To do -> Search the records for the string "item" and copy every line where it turns up.
******
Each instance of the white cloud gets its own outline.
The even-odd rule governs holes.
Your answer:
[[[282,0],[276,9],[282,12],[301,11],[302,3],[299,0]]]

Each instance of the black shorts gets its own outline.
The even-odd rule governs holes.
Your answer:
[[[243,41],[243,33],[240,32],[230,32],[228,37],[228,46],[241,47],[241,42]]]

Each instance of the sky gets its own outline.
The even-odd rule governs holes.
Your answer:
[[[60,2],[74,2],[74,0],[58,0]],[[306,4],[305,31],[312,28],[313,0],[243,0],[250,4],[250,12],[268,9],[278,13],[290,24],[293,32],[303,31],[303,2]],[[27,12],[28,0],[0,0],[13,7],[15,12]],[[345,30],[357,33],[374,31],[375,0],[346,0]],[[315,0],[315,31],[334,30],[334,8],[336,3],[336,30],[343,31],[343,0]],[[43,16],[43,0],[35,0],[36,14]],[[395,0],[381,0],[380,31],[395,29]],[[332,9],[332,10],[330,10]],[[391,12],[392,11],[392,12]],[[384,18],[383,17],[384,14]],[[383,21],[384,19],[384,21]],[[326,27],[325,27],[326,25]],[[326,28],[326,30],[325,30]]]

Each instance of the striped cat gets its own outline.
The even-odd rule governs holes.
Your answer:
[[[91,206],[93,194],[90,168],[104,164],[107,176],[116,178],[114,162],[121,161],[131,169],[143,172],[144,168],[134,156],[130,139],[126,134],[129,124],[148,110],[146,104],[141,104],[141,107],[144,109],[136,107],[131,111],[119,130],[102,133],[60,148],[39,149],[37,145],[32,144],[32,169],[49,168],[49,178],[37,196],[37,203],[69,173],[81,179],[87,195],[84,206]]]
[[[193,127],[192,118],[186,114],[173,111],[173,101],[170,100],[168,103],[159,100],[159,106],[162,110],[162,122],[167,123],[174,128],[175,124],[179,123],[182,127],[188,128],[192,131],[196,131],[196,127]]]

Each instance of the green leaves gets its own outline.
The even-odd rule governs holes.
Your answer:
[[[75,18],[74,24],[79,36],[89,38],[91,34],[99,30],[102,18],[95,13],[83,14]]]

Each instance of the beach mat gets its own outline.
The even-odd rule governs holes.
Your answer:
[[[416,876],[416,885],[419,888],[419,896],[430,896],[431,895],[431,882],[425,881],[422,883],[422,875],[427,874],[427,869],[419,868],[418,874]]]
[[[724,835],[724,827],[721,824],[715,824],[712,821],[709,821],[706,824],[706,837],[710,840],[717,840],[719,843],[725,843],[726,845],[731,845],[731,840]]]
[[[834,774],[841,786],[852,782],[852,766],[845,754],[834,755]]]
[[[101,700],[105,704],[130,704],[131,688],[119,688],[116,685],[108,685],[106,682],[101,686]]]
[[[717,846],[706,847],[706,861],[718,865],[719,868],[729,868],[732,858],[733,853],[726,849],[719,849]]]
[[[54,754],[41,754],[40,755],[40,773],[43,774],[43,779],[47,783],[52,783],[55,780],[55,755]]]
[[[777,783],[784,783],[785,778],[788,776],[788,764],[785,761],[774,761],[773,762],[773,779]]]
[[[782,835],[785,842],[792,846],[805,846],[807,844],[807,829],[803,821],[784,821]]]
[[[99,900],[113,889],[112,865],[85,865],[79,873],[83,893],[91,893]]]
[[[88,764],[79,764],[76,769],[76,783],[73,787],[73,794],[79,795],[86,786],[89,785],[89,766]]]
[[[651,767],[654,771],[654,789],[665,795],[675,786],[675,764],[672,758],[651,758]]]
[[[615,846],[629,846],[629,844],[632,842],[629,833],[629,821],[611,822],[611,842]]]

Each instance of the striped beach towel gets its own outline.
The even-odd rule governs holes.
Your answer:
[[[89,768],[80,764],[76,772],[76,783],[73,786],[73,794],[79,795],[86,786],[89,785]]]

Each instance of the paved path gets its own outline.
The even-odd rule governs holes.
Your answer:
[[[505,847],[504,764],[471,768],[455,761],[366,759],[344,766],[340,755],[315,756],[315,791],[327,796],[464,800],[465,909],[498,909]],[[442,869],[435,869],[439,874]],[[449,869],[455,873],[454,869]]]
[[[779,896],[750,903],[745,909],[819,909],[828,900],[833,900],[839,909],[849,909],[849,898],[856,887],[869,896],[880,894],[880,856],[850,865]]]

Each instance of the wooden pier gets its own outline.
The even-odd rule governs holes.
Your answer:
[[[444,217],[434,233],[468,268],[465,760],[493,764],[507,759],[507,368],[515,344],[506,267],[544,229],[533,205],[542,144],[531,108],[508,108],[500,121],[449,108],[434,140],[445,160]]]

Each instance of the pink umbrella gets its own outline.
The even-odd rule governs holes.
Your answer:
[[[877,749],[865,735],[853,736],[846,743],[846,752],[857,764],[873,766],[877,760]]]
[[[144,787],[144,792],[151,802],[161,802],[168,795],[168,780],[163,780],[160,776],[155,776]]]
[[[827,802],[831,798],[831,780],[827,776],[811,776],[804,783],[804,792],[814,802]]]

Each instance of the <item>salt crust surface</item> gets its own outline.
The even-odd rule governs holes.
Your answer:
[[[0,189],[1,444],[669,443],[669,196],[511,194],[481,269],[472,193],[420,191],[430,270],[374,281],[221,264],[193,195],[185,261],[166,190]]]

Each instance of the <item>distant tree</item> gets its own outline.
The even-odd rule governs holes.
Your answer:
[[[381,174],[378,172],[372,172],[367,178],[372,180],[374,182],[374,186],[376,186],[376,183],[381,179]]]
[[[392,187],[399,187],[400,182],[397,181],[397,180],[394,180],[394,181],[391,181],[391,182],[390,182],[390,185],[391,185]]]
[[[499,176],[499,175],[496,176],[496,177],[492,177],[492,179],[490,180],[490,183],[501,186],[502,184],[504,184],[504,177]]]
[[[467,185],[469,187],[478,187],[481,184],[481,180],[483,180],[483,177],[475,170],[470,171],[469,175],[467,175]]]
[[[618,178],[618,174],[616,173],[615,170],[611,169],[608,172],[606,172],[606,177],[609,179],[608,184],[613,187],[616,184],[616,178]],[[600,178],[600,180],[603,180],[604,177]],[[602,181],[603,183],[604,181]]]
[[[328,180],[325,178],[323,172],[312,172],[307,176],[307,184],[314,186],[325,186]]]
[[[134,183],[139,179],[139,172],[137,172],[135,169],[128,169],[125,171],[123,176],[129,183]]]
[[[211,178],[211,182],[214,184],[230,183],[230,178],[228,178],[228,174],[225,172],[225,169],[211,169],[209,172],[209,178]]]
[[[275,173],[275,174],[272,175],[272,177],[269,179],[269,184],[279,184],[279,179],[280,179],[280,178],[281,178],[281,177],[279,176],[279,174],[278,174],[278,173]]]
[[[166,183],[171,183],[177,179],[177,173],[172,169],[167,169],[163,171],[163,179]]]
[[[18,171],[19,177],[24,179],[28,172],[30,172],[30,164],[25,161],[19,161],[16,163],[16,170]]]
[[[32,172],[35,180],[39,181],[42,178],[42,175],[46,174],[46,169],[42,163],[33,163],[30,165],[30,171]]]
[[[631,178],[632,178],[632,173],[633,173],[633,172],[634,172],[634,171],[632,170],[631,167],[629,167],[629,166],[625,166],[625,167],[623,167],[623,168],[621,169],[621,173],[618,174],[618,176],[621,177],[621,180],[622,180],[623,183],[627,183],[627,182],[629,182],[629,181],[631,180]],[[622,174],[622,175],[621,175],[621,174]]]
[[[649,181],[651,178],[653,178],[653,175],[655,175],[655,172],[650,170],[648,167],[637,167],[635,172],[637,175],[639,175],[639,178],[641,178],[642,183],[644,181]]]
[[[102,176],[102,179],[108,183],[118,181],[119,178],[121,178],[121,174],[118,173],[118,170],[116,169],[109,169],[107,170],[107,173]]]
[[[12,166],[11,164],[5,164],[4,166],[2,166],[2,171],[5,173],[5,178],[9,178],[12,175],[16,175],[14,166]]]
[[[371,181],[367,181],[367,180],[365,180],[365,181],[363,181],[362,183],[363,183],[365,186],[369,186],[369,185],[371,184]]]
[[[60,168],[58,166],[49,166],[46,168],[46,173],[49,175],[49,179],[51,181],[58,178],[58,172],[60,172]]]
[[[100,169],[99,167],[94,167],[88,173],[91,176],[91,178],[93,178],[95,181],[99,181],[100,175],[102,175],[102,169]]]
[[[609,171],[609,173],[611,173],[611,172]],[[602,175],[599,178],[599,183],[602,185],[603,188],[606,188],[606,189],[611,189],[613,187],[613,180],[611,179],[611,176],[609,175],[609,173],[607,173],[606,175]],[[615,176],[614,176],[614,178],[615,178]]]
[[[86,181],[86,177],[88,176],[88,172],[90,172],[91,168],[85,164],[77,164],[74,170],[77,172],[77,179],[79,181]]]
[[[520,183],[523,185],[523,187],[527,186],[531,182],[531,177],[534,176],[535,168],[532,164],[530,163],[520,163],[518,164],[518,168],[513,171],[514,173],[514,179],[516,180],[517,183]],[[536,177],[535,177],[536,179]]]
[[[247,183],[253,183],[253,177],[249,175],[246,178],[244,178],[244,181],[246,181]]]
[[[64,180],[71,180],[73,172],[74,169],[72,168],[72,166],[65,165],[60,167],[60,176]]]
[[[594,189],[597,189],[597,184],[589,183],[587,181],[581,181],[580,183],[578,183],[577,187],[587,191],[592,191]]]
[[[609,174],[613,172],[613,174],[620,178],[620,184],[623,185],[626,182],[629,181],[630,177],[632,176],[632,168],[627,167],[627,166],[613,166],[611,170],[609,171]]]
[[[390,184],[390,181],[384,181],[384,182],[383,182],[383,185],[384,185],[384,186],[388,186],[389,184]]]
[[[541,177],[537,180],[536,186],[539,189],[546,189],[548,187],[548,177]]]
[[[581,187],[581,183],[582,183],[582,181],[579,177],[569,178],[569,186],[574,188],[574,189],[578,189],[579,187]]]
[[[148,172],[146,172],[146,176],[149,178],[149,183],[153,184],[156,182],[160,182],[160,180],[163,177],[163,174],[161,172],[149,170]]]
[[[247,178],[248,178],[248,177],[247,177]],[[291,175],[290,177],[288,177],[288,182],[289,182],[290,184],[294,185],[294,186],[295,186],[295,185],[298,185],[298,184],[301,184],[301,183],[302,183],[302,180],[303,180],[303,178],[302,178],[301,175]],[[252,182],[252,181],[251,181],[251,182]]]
******
Completed exercise ->
Each instance of the <item>salt crust surface</item> gets its own outline.
Each instance of the <item>distant tree</item> gets its own outline.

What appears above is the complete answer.